▶ **EXTRACT TO READ**
Since the closure of California schools in mid-March, the state has attempted to build up its "distance learning" program, through investments in internet connectivity and by garnering donations of laptops and tablets.
But Newsom acknowledged the challenge of replicating a classroom experience for millions of California children.
"We recognize that there has been a learning loss because of this disruption," he said.
The reopening of schools and child care facilities will occur in stage two of the administration's strategy — along with businesses beyond those currently deemed "essential." That includes some manufacturers, along with stores offering curbside pickup of items ordered in advance.
Before opening their doors, these businesses would have to modify their workplaces to allow for physical distancing and provide employees with wage replacements if they need to stay home sick.
At the same time, California would have to increase the availability of testing and ensure hospital capacity if cases of coronavirus begin to rise.
"It’s one thing to open a business, but if there’s no demand it’s a false promise," Newsom said. "I deeply want to emphasize the importance of protecting customers ... and workers, at the same time we’re emphasizing businesses as entities in the abstract."
Next, in stage three would come businesses and gatherings that traditionally involve more close contact: nail and hair salons, gyms, churches and weddings.
Those openings are likely "months, not weeks" away, said Dr. Sonia Angell, director of the California Department of Public Health, who described that phase as including "those areas that are higher risk, those sectors that we think will take a lot more modification to adapt in a way that people can move with lower risk.”

[Dataset entries]

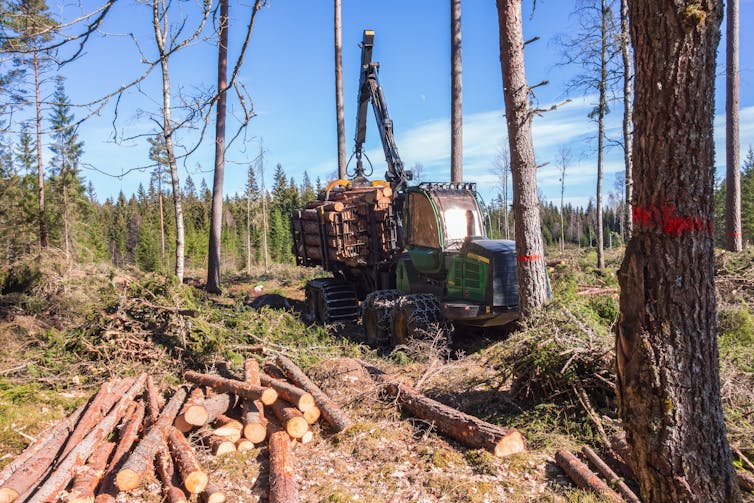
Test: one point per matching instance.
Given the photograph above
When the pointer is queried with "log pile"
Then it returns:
(356, 227)
(126, 435)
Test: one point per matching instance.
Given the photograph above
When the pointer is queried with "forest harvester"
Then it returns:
(407, 259)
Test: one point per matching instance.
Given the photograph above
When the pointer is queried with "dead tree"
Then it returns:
(668, 379)
(532, 279)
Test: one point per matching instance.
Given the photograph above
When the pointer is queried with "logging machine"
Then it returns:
(407, 259)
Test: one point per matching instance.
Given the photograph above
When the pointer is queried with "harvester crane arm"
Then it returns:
(370, 90)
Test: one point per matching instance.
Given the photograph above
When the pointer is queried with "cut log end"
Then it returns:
(196, 481)
(8, 495)
(512, 443)
(196, 415)
(255, 432)
(244, 445)
(297, 427)
(127, 479)
(268, 396)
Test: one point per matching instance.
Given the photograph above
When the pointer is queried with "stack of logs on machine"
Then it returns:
(354, 226)
(85, 458)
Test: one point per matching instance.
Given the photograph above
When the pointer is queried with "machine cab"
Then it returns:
(438, 219)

▶ **AIM OF THE EXERCISE**
Reproduce the passage on California's staged reopening plan word for word, in full.

▶ **YOUR SOLUTION**
Since the closure of California schools in mid-March, the state has attempted to build up its "distance learning" program, through investments in internet connectivity and by garnering donations of laptops and tablets.
But Newsom acknowledged the challenge of replicating a classroom experience for millions of California children.
"We recognize that there has been a learning loss because of this disruption," he said.
The reopening of schools and child care facilities will occur in stage two of the administration's strategy — along with businesses beyond those currently deemed "essential." That includes some manufacturers, along with stores offering curbside pickup of items ordered in advance.
Before opening their doors, these businesses would have to modify their workplaces to allow for physical distancing and provide employees with wage replacements if they need to stay home sick.
At the same time, California would have to increase the availability of testing and ensure hospital capacity if cases of coronavirus begin to rise.
"It’s one thing to open a business, but if there’s no demand it’s a false promise," Newsom said. "I deeply want to emphasize the importance of protecting customers ... and workers, at the same time we’re emphasizing businesses as entities in the abstract."
Next, in stage three would come businesses and gatherings that traditionally involve more close contact: nail and hair salons, gyms, churches and weddings.
Those openings are likely "months, not weeks" away, said Dr. Sonia Angell, director of the California Department of Public Health, who described that phase as including "those areas that are higher risk, those sectors that we think will take a lot more modification to adapt in a way that people can move with lower risk.”